- GIVEN PROBLEM
Repeat all of the material below word for word, but leave the pictures out.

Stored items
******************************

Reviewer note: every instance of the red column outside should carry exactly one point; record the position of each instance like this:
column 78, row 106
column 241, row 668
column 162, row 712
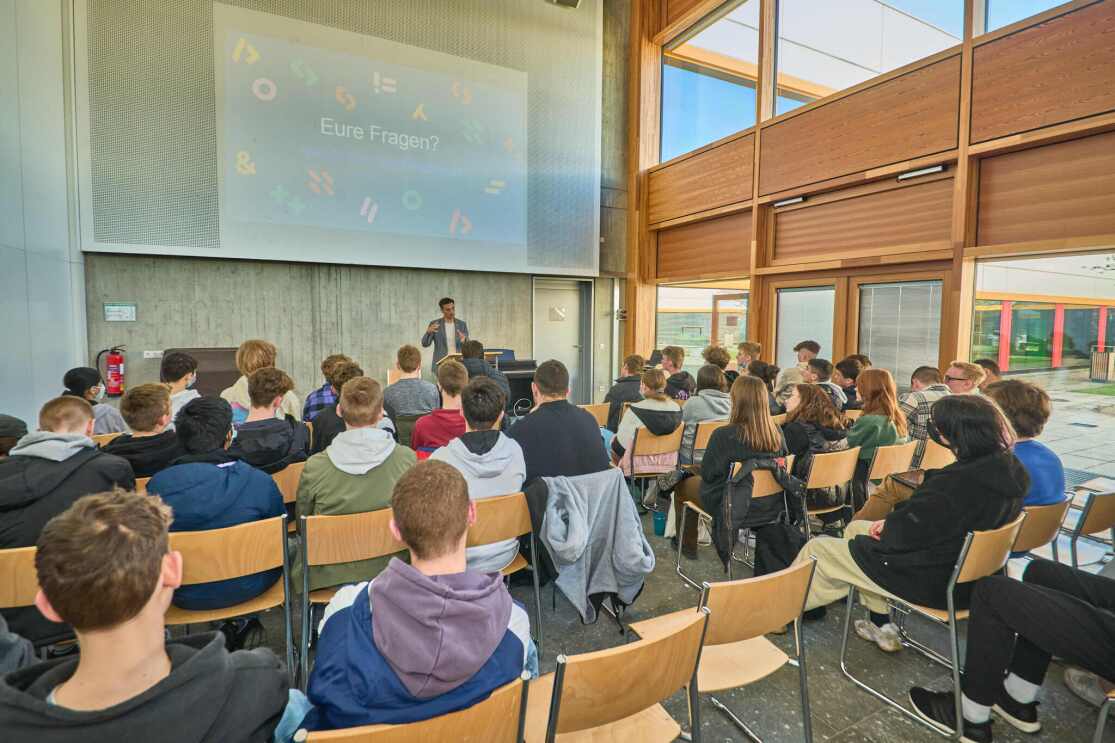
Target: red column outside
column 1058, row 335
column 1005, row 314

******************************

- ANSWER FOR THIS EXERCISE
Reviewer note: every instance of the red column outside should carry exactly one point; record the position of each instance like this:
column 78, row 106
column 241, row 668
column 162, row 712
Target: red column outside
column 1058, row 335
column 1005, row 314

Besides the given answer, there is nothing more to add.